Mask labeling examples:
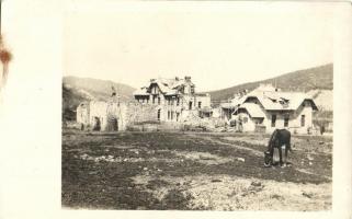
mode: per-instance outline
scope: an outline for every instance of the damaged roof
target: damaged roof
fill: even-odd
[[[158,84],[160,91],[164,95],[175,95],[179,93],[179,89],[182,88],[185,84],[190,84],[191,87],[194,87],[194,83],[192,83],[190,80],[185,79],[164,79],[164,78],[158,78],[152,79],[149,82],[148,87],[144,87],[138,89],[134,92],[134,95],[149,95],[148,88],[150,88],[151,84]]]
[[[296,111],[304,101],[310,102],[313,110],[318,110],[314,100],[309,95],[300,92],[254,90],[247,94],[246,101],[249,97],[257,97],[266,111]]]
[[[263,111],[260,108],[260,106],[256,103],[243,103],[242,105],[240,105],[235,113],[239,110],[239,108],[245,108],[248,114],[253,117],[253,118],[264,118],[265,114],[263,113]]]

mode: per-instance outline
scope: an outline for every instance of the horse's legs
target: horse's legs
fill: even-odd
[[[289,145],[285,147],[285,165],[287,165],[288,147]]]

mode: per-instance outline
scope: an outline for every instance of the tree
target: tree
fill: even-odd
[[[5,48],[4,43],[3,43],[2,33],[1,33],[1,4],[2,4],[2,0],[0,0],[0,61],[2,64],[2,74],[1,74],[0,89],[3,88],[8,81],[9,62],[12,59],[12,54],[9,49]]]

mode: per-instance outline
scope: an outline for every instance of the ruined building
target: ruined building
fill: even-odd
[[[191,115],[208,117],[212,113],[209,94],[196,93],[191,77],[151,79],[134,97],[143,105],[157,106],[160,122],[184,122]]]
[[[120,102],[113,89],[107,101],[90,101],[77,107],[77,123],[81,129],[117,131],[128,125],[158,120],[157,106],[143,105],[136,101]]]

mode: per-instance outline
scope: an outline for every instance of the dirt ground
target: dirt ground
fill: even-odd
[[[63,130],[63,207],[330,210],[332,138],[293,136],[292,165],[263,166],[269,135]]]

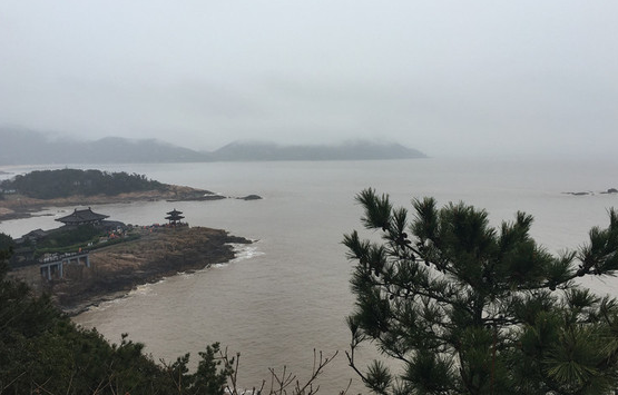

## DO THIS
Gather every line of the records above that contains the word "damaged", matching case exactly.

## RESPONSE TO THIS TASK
scope: an outline for every instance of the damaged roof
target: damaged roof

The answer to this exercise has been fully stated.